__Your task__: In the listing below, locate the line containing "x=206 y=182" and the line containing "x=288 y=360". Output both of them and every line between, exactly as written, and nothing more.
------------------------------
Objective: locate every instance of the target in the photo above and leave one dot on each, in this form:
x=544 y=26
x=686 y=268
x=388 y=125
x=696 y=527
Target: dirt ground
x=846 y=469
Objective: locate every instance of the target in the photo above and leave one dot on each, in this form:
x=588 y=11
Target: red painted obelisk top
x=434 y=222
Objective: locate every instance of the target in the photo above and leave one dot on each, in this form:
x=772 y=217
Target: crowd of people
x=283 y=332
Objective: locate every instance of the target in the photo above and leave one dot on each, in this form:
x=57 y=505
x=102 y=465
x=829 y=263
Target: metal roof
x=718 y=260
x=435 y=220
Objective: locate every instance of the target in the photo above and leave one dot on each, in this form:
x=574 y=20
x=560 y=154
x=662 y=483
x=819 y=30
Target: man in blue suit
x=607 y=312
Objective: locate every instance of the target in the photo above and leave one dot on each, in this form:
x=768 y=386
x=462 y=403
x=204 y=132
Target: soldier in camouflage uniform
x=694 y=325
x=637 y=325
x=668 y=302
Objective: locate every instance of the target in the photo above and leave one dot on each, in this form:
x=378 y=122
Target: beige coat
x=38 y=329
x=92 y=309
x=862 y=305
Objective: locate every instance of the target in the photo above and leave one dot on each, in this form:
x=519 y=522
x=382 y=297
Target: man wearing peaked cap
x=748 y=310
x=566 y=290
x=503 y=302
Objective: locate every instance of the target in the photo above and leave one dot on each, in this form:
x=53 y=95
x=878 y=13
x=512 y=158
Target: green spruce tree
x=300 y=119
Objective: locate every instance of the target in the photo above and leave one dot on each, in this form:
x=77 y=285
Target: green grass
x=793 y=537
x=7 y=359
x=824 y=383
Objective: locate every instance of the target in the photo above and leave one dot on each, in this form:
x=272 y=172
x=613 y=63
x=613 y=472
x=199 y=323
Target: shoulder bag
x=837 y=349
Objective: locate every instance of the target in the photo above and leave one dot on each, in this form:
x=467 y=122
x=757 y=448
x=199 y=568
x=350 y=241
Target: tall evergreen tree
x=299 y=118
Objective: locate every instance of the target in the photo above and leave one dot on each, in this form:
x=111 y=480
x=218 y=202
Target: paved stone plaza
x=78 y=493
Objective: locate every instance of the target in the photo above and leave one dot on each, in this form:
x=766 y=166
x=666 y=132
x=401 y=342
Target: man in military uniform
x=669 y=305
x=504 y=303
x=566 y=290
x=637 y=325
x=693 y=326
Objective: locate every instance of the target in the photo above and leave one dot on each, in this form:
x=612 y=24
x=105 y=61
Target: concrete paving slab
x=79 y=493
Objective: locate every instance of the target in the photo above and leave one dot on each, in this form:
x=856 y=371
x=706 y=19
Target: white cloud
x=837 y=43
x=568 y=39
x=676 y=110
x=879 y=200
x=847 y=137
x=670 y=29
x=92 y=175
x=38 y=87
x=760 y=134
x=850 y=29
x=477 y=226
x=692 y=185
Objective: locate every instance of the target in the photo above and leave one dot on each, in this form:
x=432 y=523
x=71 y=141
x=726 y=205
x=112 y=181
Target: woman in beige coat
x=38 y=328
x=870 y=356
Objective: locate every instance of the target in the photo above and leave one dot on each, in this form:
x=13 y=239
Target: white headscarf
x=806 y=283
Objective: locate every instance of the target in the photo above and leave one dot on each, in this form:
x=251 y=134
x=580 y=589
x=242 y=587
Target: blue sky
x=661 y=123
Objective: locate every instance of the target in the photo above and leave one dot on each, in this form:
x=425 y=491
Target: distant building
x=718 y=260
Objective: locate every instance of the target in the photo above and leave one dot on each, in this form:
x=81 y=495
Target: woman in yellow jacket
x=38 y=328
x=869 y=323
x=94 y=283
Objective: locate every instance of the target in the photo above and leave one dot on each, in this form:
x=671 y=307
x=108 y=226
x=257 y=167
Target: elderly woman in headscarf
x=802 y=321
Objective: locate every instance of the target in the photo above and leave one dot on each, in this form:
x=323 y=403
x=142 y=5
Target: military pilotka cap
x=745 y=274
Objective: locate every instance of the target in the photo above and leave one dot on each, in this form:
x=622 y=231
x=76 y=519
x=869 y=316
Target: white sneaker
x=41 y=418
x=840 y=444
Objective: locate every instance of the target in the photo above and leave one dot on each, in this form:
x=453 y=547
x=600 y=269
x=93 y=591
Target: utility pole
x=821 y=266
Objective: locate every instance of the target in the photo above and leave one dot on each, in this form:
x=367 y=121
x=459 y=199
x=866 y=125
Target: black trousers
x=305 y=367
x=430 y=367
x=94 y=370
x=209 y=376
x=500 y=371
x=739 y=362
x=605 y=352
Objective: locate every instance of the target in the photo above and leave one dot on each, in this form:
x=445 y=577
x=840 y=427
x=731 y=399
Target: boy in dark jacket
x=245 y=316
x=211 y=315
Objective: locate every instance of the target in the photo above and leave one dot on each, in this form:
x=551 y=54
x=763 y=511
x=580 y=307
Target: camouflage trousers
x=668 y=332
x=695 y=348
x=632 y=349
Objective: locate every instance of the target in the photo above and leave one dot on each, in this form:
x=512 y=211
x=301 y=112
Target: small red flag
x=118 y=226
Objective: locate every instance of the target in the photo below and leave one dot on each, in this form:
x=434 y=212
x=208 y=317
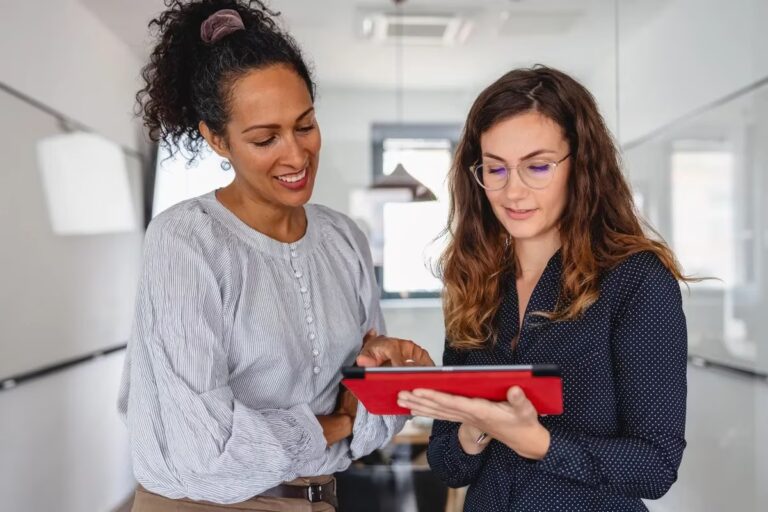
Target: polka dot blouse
x=621 y=437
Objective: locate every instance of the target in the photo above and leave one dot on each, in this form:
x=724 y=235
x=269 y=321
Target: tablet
x=377 y=388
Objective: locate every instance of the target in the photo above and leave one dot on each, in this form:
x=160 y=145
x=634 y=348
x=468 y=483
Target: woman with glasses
x=548 y=262
x=250 y=300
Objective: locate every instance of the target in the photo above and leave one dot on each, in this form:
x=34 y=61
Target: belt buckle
x=315 y=493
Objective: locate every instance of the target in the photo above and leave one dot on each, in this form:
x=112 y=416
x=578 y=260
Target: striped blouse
x=237 y=344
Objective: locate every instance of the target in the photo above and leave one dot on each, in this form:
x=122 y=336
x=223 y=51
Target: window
x=409 y=242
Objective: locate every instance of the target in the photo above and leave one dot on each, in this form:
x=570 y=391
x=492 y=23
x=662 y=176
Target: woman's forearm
x=336 y=427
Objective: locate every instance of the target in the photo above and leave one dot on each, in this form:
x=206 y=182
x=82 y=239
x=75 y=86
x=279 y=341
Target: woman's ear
x=217 y=142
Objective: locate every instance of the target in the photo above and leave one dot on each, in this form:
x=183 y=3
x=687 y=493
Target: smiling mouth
x=293 y=178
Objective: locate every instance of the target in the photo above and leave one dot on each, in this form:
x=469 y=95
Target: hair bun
x=220 y=24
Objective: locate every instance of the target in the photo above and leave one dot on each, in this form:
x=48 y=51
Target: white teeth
x=293 y=178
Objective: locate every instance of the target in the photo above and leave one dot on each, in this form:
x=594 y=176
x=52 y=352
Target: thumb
x=366 y=360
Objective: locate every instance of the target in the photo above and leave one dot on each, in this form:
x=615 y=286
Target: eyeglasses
x=534 y=172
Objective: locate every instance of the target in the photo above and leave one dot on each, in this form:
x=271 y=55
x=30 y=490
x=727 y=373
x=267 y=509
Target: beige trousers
x=146 y=501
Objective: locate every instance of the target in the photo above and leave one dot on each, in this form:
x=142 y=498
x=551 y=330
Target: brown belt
x=314 y=493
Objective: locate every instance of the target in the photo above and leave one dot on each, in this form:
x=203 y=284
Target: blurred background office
x=683 y=84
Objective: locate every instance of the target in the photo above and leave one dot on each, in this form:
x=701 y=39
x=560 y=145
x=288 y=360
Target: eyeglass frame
x=473 y=171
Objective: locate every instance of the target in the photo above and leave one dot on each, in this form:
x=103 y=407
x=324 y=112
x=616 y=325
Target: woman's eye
x=539 y=167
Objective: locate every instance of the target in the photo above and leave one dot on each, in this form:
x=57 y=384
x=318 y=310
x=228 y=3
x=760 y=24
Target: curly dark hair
x=188 y=80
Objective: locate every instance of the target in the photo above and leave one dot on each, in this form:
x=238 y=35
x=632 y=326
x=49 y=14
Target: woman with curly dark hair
x=251 y=300
x=548 y=263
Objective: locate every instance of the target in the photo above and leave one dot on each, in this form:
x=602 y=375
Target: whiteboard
x=61 y=296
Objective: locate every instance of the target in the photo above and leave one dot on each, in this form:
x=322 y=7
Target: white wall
x=62 y=445
x=689 y=54
x=60 y=54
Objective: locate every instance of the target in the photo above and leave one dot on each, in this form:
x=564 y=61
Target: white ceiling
x=575 y=35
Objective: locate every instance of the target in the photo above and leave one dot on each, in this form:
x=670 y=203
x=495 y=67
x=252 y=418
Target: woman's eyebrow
x=275 y=126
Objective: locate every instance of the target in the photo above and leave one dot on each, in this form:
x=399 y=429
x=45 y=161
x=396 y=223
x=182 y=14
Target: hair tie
x=221 y=24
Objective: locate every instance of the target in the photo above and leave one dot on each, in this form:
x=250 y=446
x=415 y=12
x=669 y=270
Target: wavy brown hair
x=599 y=227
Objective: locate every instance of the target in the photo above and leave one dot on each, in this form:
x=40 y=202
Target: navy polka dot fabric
x=621 y=437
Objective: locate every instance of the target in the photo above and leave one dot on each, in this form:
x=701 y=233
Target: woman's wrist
x=472 y=440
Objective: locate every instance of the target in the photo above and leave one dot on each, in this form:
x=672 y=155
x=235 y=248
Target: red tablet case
x=378 y=389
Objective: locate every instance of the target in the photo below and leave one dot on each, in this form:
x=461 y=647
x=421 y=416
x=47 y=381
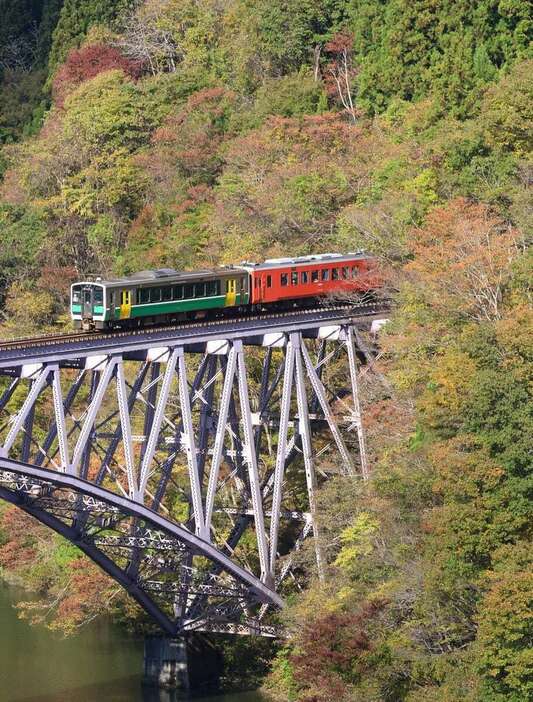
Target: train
x=162 y=296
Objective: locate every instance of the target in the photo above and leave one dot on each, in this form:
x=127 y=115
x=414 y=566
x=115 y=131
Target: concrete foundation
x=181 y=666
x=166 y=663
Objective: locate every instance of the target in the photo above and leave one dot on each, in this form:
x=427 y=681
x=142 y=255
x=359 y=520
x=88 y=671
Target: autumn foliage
x=86 y=63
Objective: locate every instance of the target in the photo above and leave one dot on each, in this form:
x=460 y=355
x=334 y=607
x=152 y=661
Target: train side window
x=144 y=296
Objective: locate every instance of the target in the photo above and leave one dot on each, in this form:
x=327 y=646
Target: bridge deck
x=192 y=336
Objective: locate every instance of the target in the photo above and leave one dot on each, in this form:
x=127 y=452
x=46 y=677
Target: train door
x=261 y=283
x=87 y=302
x=231 y=292
x=125 y=304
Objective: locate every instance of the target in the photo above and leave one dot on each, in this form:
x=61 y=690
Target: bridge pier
x=166 y=663
x=182 y=665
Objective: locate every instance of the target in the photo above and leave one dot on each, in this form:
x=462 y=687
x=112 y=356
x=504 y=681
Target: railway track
x=58 y=339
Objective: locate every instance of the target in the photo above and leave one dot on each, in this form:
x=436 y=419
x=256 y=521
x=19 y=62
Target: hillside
x=186 y=133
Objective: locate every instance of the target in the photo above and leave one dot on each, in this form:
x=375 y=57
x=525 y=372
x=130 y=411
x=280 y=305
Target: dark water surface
x=101 y=664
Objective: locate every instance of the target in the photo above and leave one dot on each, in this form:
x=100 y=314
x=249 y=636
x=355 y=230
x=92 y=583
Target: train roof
x=163 y=276
x=305 y=260
x=170 y=275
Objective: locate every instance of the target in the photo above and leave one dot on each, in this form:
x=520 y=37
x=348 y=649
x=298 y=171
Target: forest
x=191 y=133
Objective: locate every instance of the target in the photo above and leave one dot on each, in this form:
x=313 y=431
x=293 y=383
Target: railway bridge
x=184 y=460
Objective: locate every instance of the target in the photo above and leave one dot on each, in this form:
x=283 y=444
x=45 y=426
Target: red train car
x=281 y=279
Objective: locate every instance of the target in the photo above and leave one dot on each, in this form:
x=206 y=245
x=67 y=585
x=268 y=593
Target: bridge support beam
x=186 y=664
x=166 y=664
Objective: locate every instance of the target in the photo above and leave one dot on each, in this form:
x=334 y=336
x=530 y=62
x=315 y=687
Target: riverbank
x=101 y=663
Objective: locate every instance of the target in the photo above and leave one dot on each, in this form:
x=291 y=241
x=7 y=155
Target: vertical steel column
x=281 y=455
x=313 y=405
x=190 y=447
x=168 y=463
x=60 y=426
x=86 y=458
x=219 y=439
x=92 y=411
x=263 y=394
x=251 y=460
x=8 y=392
x=305 y=433
x=206 y=410
x=113 y=444
x=321 y=395
x=28 y=433
x=352 y=361
x=52 y=433
x=37 y=385
x=151 y=441
x=123 y=407
x=149 y=408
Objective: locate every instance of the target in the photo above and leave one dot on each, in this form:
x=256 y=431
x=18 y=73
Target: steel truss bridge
x=185 y=461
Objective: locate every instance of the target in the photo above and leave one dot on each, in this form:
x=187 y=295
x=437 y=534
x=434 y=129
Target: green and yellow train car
x=153 y=297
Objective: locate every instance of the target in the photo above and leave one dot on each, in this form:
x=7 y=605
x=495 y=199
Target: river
x=101 y=664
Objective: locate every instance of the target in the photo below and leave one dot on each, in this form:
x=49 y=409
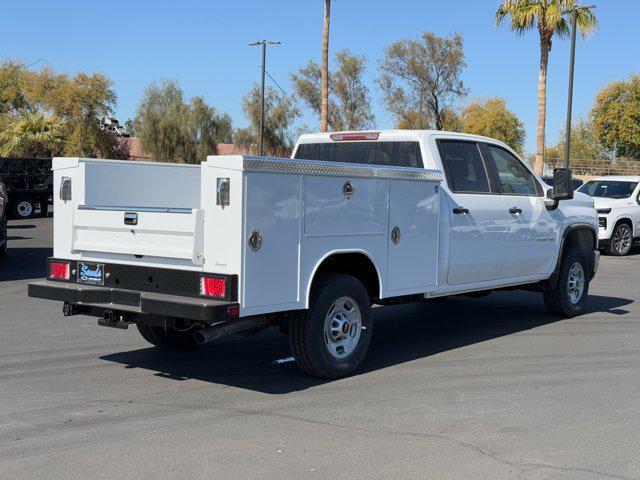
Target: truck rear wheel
x=24 y=208
x=167 y=338
x=621 y=240
x=568 y=297
x=331 y=339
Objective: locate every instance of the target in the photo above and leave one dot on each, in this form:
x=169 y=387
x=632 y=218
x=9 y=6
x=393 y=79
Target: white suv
x=617 y=200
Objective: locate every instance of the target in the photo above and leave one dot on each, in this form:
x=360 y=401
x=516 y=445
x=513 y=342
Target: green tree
x=32 y=135
x=493 y=119
x=173 y=130
x=79 y=103
x=546 y=17
x=616 y=117
x=349 y=107
x=280 y=111
x=420 y=79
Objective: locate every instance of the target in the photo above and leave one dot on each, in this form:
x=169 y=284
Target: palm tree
x=546 y=16
x=32 y=134
x=325 y=67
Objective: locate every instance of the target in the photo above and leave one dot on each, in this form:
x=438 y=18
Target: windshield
x=608 y=188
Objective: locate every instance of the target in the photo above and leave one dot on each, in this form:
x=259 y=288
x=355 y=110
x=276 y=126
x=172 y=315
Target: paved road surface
x=491 y=388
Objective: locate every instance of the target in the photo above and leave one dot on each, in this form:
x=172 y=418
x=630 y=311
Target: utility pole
x=264 y=44
x=574 y=26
------------------------------
__Reply to the exercise__:
x=206 y=182
x=82 y=239
x=75 y=86
x=279 y=341
Target: woman's ear
x=217 y=142
Objective: locate every instance of the target in the photo above and leave one dot on each, in this form:
x=183 y=3
x=687 y=493
Target: smiling mouth
x=293 y=178
Objective: locate every instance of the target in the photo above and leave one dot on each, in this form:
x=469 y=95
Target: hair bun
x=220 y=24
Objective: locate every instance of the target in the photo above and leave one dot on each, in this form:
x=48 y=51
Target: white teeth
x=293 y=178
Objective: locate every instance of the target in the photo above and leave one dot on each, in this form:
x=594 y=176
x=52 y=352
Target: thumb
x=366 y=360
Objective: locate every instance of the target in the photo above and leave one dot on each, in this form:
x=615 y=286
Target: eyeglasses
x=534 y=172
Objective: locate every instance of the target in the photo above and leave one dot on each, in this form:
x=271 y=55
x=30 y=490
x=727 y=373
x=267 y=509
Target: beige trousers
x=146 y=501
Objective: locate every instance of the target in the photo above and leave one dot on each, in this form:
x=142 y=498
x=551 y=330
Target: brown belt
x=314 y=493
Objective: locate every instance of the target in the photo above and leave one dot on each, in this form:
x=203 y=284
Target: blurred background office
x=683 y=84
Objective: locate every instance of the target in the photo above and leave one dot on each, in this form:
x=701 y=39
x=560 y=145
x=288 y=360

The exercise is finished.